Consigna de trabajo A ::
Responde estas preguntas sobre el fragmento del calor del verano:
(i) ¿En qué ciudad arrea el calor demoledor?
(ii) ¿Dónde está ya la ropa de la primavera?
(iii) ¿Por qué dos cosas hay que apostar, según la frase que empieza con "Hay que apostar"?
Consigna de trabajo B ::
Enumera todos los adjetivos que acompañan a "Ropa" en la frase del fragmento del calor del verano que empieza con esa palabra.

Fragmento del texto ::
La fuerza extrema de los rayos del sol del verano del virus, no ha esperado. Se acabó. El calor demoledor arrea de bien aquí en mi Valencia, y ya no parará hasta el otoño.
Todo se llama calor. Todo es calor. Los aires acondicionados y ventiladores ya funcionan a plena actividad. La humedad, come. El sudor defiende el cuerpo frente a los constantes embates desfavorables. La ropa de la primavera ya está derrotada y definitivamente, en el interior de los armarios. Descansará en paz una larga temporada.
La gente, se defiende. Ahora se llevan tirantes y se saca la piel. El refrescarse es el deber y salvación. Ropa mona, breve, corta y decidida. Todo sobra. Molesta. Se clava.
Hay que apostar por el algodón y la paciencia. Y por la chancla y la zapatilla cómoda, poco sujetador y adiós a los pantalones largos.
Ya vivimos otro tiempo. Ya se vive el imperio de los sentidos del calor. Ya vale el hedonismo y el lucir el cuerpo, la desinhibición, lo que haga falta, el tanga que nunca te dije, la playa, la piscina, la íntima y constante ducha casera, y toda la sandía y el helado.

Filas del conjunto ::
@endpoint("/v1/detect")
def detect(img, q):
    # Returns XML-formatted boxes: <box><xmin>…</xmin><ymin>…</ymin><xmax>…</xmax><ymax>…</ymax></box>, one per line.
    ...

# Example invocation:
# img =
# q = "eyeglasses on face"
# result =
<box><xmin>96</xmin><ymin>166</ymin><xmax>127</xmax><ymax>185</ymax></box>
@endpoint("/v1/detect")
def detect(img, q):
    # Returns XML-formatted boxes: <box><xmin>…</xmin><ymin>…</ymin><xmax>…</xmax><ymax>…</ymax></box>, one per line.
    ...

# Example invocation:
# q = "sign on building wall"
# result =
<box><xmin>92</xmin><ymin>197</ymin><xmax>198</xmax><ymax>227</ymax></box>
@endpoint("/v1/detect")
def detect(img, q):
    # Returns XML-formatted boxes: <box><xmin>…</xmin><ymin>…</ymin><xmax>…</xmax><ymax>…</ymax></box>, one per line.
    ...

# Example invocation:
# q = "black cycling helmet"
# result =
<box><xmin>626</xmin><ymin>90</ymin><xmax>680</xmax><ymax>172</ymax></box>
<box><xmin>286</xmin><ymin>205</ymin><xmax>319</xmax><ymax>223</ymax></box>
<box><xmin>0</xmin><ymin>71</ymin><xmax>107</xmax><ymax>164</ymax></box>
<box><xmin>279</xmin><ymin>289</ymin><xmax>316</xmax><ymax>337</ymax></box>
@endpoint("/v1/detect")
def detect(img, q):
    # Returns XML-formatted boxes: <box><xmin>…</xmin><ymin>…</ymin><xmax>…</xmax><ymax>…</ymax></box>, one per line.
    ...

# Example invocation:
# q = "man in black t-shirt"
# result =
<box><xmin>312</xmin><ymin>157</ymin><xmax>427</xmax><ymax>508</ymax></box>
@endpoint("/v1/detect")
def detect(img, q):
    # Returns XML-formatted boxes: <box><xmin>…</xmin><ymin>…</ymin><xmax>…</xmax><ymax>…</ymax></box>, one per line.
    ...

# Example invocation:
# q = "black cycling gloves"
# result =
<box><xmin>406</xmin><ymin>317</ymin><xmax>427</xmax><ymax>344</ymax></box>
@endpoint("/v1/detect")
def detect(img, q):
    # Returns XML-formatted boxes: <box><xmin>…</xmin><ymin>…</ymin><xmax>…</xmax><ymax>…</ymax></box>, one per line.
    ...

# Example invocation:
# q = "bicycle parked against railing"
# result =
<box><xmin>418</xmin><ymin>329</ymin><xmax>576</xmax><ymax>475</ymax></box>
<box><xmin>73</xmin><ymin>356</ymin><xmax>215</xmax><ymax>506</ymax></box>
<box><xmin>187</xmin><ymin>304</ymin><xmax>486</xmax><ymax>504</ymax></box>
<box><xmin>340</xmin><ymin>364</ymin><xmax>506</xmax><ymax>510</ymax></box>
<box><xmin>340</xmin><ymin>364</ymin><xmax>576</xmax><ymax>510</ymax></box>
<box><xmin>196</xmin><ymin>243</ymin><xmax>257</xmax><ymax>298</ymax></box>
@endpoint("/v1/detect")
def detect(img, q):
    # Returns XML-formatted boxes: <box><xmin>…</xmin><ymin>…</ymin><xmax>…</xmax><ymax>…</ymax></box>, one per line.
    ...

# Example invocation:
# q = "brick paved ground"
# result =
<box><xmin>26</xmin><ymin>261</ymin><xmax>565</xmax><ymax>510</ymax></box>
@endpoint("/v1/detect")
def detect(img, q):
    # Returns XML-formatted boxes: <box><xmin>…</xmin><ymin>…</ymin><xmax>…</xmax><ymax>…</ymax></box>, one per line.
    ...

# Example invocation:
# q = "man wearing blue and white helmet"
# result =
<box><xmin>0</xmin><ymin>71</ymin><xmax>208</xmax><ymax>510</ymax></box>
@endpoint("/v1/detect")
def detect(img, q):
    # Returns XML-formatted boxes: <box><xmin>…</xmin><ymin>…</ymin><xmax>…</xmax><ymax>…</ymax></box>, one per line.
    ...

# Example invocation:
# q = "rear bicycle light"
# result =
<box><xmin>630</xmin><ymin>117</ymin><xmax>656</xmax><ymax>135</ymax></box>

Resultado A ::
(i) En Valencia.
(ii) En el interior de los armarios.
(iii) Por el algodón y la paciencia.

Resultado B ::
mona, breve, corta, decidida